#### DATA RECORDS
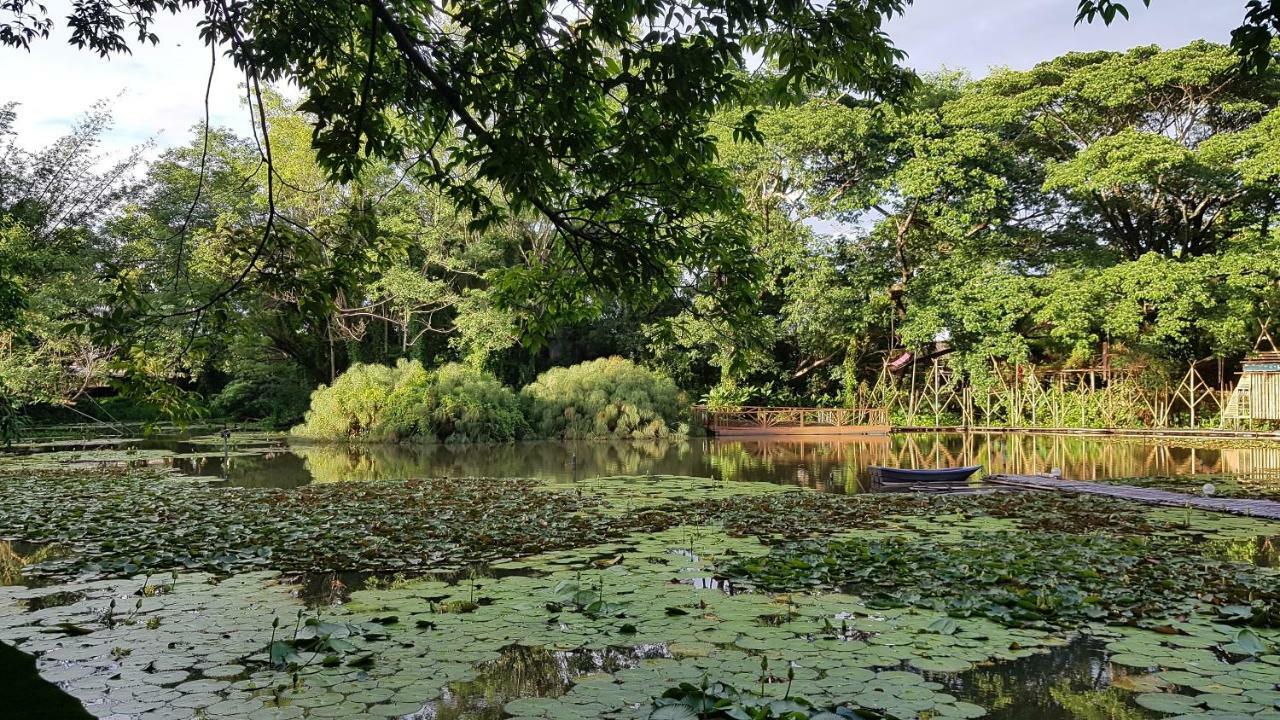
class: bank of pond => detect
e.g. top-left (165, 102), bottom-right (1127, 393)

---

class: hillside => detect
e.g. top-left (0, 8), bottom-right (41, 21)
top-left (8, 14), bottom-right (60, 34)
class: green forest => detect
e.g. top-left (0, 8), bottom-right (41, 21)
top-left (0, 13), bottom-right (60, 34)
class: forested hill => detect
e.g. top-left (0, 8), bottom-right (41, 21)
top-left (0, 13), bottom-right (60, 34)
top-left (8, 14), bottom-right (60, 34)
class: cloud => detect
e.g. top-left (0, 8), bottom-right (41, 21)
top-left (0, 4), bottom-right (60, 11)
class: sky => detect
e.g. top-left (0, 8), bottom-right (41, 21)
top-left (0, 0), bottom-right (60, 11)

#### SHORT PROBLEM
Render everything from the line containing "class: hillside => detect" down to the line containing "top-left (0, 0), bottom-right (60, 11)" as a two-column CSV with the header input,output. Give one row per "class:" line: put that line and its "e.g." line under input, and the coordinates that follow under output. Quote every field and replace line breaks with spaces.

#### EXERCISE SOLUTION
input,output
"class: hillside => detect e.g. top-left (0, 8), bottom-right (41, 21)","top-left (8, 14), bottom-right (60, 34)"
"class: green forest => detect e.g. top-left (0, 8), bottom-right (41, 21)","top-left (0, 13), bottom-right (60, 34)"
"class: forested hill => detect e.g. top-left (0, 8), bottom-right (41, 21)","top-left (0, 13), bottom-right (60, 34) top-left (8, 14), bottom-right (60, 34)"
"class: cloud => detect e.g. top-left (0, 8), bottom-right (41, 21)","top-left (0, 4), bottom-right (60, 11)"
"class: sky => detect e.g. top-left (0, 8), bottom-right (41, 21)","top-left (0, 0), bottom-right (60, 11)"